Trabalho a fazer:
Converta todas as entradas abaixo em uma lista JSON de strings, com uma string por linha e sem as linhas em branco. Deixe as imagens fora da resposta.

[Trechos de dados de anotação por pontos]
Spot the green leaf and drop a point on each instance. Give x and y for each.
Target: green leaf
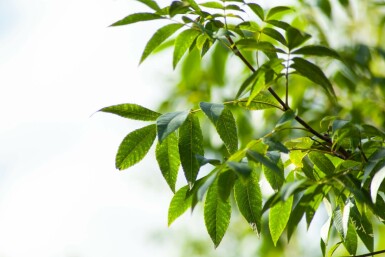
(317, 51)
(257, 9)
(278, 217)
(135, 146)
(183, 42)
(167, 155)
(322, 162)
(275, 10)
(259, 158)
(150, 3)
(249, 200)
(240, 168)
(275, 180)
(295, 37)
(217, 214)
(179, 204)
(377, 180)
(214, 5)
(226, 181)
(190, 145)
(158, 38)
(169, 122)
(275, 35)
(224, 122)
(213, 111)
(137, 17)
(132, 111)
(313, 73)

Resultado completo:
[
  "Spot the green leaf and drop a point on each instance. Give x and y for each.",
  "Target: green leaf",
  "(317, 51)",
  "(257, 9)",
  "(278, 217)",
  "(135, 146)",
  "(183, 42)",
  "(167, 155)",
  "(322, 162)",
  "(275, 10)",
  "(259, 158)",
  "(150, 3)",
  "(249, 200)",
  "(240, 168)",
  "(275, 180)",
  "(295, 37)",
  "(217, 214)",
  "(179, 204)",
  "(377, 180)",
  "(214, 5)",
  "(226, 181)",
  "(190, 145)",
  "(158, 38)",
  "(169, 122)",
  "(275, 35)",
  "(224, 122)",
  "(213, 111)",
  "(137, 17)",
  "(132, 111)",
  "(313, 73)"
]